**What the task asks**
Swap every "Sample" for "Example" in the records below and reproduce them otherwise unchanged, leaving out the pictures.

**Supplied entries**
┄┄┄┄┄┄┄┄┄┄┄┄┄┄┄┄┄┄┄┄
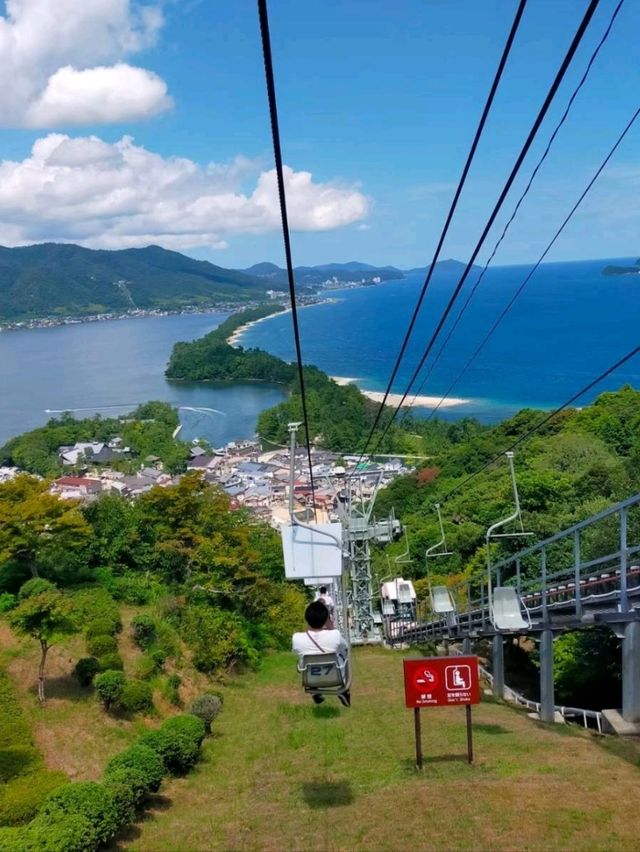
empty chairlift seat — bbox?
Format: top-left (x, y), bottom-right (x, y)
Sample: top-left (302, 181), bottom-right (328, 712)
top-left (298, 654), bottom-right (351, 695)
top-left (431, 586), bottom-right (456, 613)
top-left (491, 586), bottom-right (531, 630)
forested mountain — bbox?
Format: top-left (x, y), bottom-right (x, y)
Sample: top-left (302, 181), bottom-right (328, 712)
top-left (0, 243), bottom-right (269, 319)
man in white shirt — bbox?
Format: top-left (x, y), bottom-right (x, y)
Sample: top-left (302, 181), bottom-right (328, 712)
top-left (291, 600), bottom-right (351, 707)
┄┄┄┄┄┄┄┄┄┄┄┄┄┄┄┄┄┄┄┄
**Response below**
empty chairlift seat — bbox?
Format: top-left (x, y), bottom-right (x, y)
Example: top-left (302, 181), bottom-right (328, 712)
top-left (298, 654), bottom-right (351, 695)
top-left (431, 586), bottom-right (456, 613)
top-left (491, 586), bottom-right (531, 630)
forested mountain — bbox?
Format: top-left (x, y), bottom-right (x, y)
Example: top-left (302, 181), bottom-right (328, 712)
top-left (0, 243), bottom-right (269, 319)
man in white shirt — bbox?
Format: top-left (x, y), bottom-right (x, y)
Example: top-left (302, 181), bottom-right (328, 712)
top-left (291, 600), bottom-right (351, 707)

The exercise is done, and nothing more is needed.